• [Exercise objective]
Reproduce the complete set of records exactly. No picture is to appear in the copy.

• [Provided data]

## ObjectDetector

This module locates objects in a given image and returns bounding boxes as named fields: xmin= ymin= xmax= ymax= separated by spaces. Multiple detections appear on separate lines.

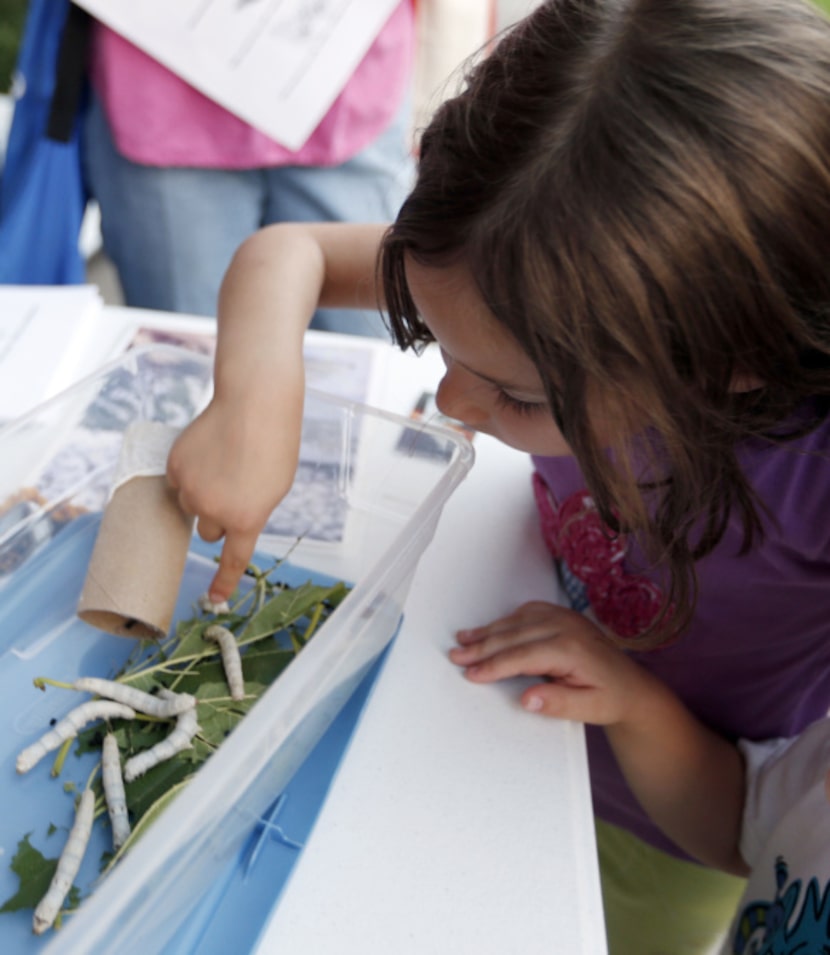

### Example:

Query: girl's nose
xmin=435 ymin=362 xmax=490 ymax=429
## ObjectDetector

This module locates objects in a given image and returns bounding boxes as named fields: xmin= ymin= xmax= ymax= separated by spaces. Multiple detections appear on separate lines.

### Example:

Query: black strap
xmin=46 ymin=3 xmax=92 ymax=144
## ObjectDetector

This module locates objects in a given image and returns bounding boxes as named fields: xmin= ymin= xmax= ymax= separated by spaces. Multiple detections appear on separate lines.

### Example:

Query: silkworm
xmin=32 ymin=788 xmax=95 ymax=934
xmin=16 ymin=702 xmax=136 ymax=774
xmin=102 ymin=733 xmax=130 ymax=850
xmin=123 ymin=701 xmax=199 ymax=783
xmin=198 ymin=593 xmax=230 ymax=615
xmin=74 ymin=677 xmax=196 ymax=718
xmin=205 ymin=624 xmax=245 ymax=701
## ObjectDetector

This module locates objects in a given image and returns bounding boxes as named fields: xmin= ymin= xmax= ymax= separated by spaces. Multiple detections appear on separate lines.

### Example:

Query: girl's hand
xmin=164 ymin=221 xmax=385 ymax=605
xmin=449 ymin=602 xmax=654 ymax=726
xmin=453 ymin=605 xmax=750 ymax=875
xmin=166 ymin=387 xmax=302 ymax=603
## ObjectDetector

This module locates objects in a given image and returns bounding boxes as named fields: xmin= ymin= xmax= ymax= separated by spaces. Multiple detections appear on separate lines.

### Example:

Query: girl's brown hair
xmin=381 ymin=0 xmax=830 ymax=647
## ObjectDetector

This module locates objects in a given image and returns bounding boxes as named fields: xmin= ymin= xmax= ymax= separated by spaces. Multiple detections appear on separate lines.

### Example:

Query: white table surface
xmin=253 ymin=331 xmax=607 ymax=953
xmin=13 ymin=301 xmax=607 ymax=954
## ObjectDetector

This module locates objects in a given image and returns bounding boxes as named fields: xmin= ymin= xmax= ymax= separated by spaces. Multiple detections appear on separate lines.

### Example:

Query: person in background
xmin=165 ymin=1 xmax=830 ymax=950
xmin=82 ymin=1 xmax=499 ymax=334
xmin=82 ymin=3 xmax=416 ymax=335
xmin=449 ymin=603 xmax=830 ymax=954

• [Your solution]
## ObjectDetector

This module locates objects in a given image and returns bounding boxes as named fields: xmin= ymin= xmax= ymax= separated by spaces. Multiple detections appear on separate lines.


### Example:

Query: girl's nose
xmin=435 ymin=362 xmax=490 ymax=429
## ObjectDetector

This module locates objects in a given image and returns bounding boxes as named fields: xmin= ymin= xmax= ymax= separated by spaces. Multiple detections appear on separate lines.

### Example:

Query: black strap
xmin=46 ymin=3 xmax=92 ymax=144
## ObjectDetector

This module locates objects in a given image and returns bounding boxes as named fields: xmin= ymin= xmax= ymax= separated by spaces. Multiple detections appear on separate lines.

### Example:

Query: silkworm
xmin=32 ymin=788 xmax=95 ymax=934
xmin=16 ymin=702 xmax=136 ymax=774
xmin=102 ymin=733 xmax=130 ymax=850
xmin=123 ymin=701 xmax=199 ymax=783
xmin=198 ymin=593 xmax=230 ymax=615
xmin=74 ymin=677 xmax=196 ymax=718
xmin=205 ymin=624 xmax=245 ymax=701
## ObjectDetector

This module locates objects in a given image and returns bounding boxes as named fields: xmin= ymin= xmax= ymax= separated by spaces. Multiple detections appear on separate lines.

### Example:

Query: girl's hand
xmin=164 ymin=221 xmax=385 ymax=605
xmin=449 ymin=602 xmax=654 ymax=726
xmin=453 ymin=605 xmax=750 ymax=875
xmin=166 ymin=387 xmax=302 ymax=603
## ObjectDetector

This module locates objects in a given image and returns bounding boxes as named fields: xmin= ymin= xmax= ymax= separated by spaces. Multiple detections appear on separate lines.

### Example:

Query: girl's brown hair
xmin=381 ymin=0 xmax=830 ymax=647
## ObjectDetector

This module locates objects in a given image and returns bounding boxes as named fields: xmin= ymin= xmax= ymax= separated by spaces. Multiple detections appear on separate lines.

### Example:

Query: white table surface
xmin=253 ymin=331 xmax=607 ymax=953
xmin=13 ymin=301 xmax=607 ymax=954
## ObjectDetector

This module locates objects in a given image and returns bounding boxes as named fields: xmin= ymin= xmax= ymax= separated by spaces. Multiple detections appear on separate lines.

### Example:

Query: person in background
xmin=165 ymin=1 xmax=830 ymax=950
xmin=82 ymin=1 xmax=499 ymax=334
xmin=82 ymin=3 xmax=416 ymax=335
xmin=449 ymin=603 xmax=830 ymax=954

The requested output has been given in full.